» Bloc de texte:
↓

VAGUE DE PAPIER SUR LES CORRESPONDANCES ÉLECTRIQUES



Tout a une faim. Et j'ai une bonne demi-douzaine de chiens aboyant-famine aux crocs longuement plantés dans mes mollets. Je suis en colère. Contre moi-même. Je passe mes jours dans la jungle électrique à retourner ma tête dans tous les sens ; le mot de torticolis n'ayant plus le moindre sens pour un cortex défaisant sans trêve la nasse grise de ses méandres. Je vais rentrer sous ma tente. Et peu importe que j'y découvre un désert plutôt que des tentures achéennes et des coussins moelleux… Il n'y a plus de secret. Je dois retourner mes miroirs et entrer méthodiquement dans la nuit. Depuis quelques mois déjà, les espions de La Société Universelle de la Fiction enquêtent sur mon sujet. Leurs rondes silencieuses ont porté leurs pas jusque dans mes rêves sourcilleux, et je crois entendre des murmures et des sons électriques de l'autre côté du mur. Je crois qu'ils se penchent désormais sur mon épaule, comme des anges déchus ou des fantômes. Et ce n'est rien de dire que le sang frais de ce lieu se voit menacé d'ores et déjà d'un crime microbiologique… Le jour précis de son premier anniversaire, le blog du correspondancier est donc menacé —tel un récif corallien près les côtes australiennes— par un immodéré et immérité retour à la fiction, au papier, aux savanes d'encres, aux savantes ratures et aux mille et uns cafés. Il y a désormais un grand péril de déperdition uni-globale de diversité biologique en germe parmi ces lignes, et mes stocks de résistance diminuent à vue d'œil comme ce silence grandit. Nul ne peut dire si quelque prurit électronique fils de l'addiction et de la désinvolture ne me forceront pas la main dans le sens d'épisodiques retours ? Comment savoir. Le pire n'est pas toujours sûr. Néanmoins, ma voix ne sera longue que dans le désert blanc, et je ne peux laisser pour l'instant qu'un souci d'explorateur à mes fidèles lecteurs. Acceptez donc parmi mes remerciements sincères, cet indéfinitif claquement de porte, et les modestes clics spatio-temporels qui vont avec. À bientôt donc, ici ou là…


samedi 20 septembre 2008

POST SCRIPTUM

(léger post scriptum aux posts du 08, 09 et 10 septembre)

↑

» Extrait des données:
↓

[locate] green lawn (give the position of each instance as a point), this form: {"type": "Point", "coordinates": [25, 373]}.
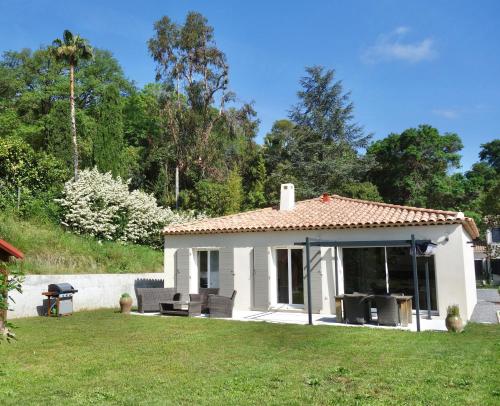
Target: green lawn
{"type": "Point", "coordinates": [51, 250]}
{"type": "Point", "coordinates": [106, 357]}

↑

Selon le bloc de texte, par quoi le blog du correspondancier se trouve-t-il menacé le jour de son premier anniversaire ? Répondez en une ou deux phrases.

Le blog est menacé par « un immodéré et immérité retour à la fiction, au papier, aux savanes d'encres, aux savantes ratures et aux mille et uns cafés ».